### What the exercise asks
Restate the following data in its entirety, word for word and without images.

[Natural-language object grounding data]
*****
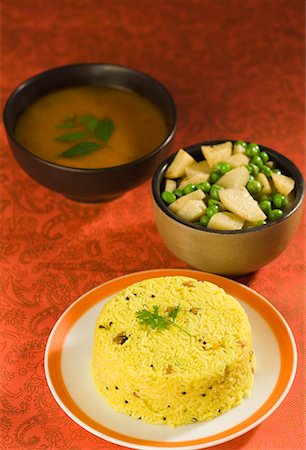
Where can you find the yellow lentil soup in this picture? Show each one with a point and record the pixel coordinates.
(137, 126)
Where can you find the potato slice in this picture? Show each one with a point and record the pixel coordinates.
(238, 149)
(270, 164)
(216, 153)
(182, 201)
(265, 183)
(178, 166)
(240, 202)
(194, 179)
(201, 166)
(283, 184)
(192, 211)
(238, 160)
(225, 221)
(170, 185)
(235, 178)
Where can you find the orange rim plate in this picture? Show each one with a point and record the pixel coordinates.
(67, 368)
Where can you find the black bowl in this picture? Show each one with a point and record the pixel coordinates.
(89, 185)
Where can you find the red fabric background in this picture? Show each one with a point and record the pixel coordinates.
(236, 69)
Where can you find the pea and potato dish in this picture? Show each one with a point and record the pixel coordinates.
(236, 186)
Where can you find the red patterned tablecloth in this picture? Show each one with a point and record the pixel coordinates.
*****
### Response below
Where can you find the yellow lentil soup in this picture? Show each one with a point and record the pixel coordinates.
(137, 126)
Where can you find the potato slice in this picture? Show each one with a point and record the pixel coordinates.
(238, 149)
(270, 164)
(216, 153)
(182, 201)
(265, 183)
(178, 166)
(240, 202)
(194, 179)
(201, 166)
(283, 184)
(192, 211)
(238, 160)
(225, 221)
(170, 185)
(235, 178)
Where can you find the orange rim plate in this picture? Show each one with a point and record the pixel coordinates.
(67, 368)
Where can you find the black bowl in this picture? Show each one with a point and record the pixel coordinates.
(89, 185)
Where can you find the red fabric background in this picture? Show each one with a point and record the pixel coordinates.
(236, 69)
Where can you find the pea and potato dish in this picture? Show each one with a point and record the pixel coordinates.
(236, 186)
Where can you find the red patterned tablecloth in this picture? Show each one with a point and record the pixel coordinates.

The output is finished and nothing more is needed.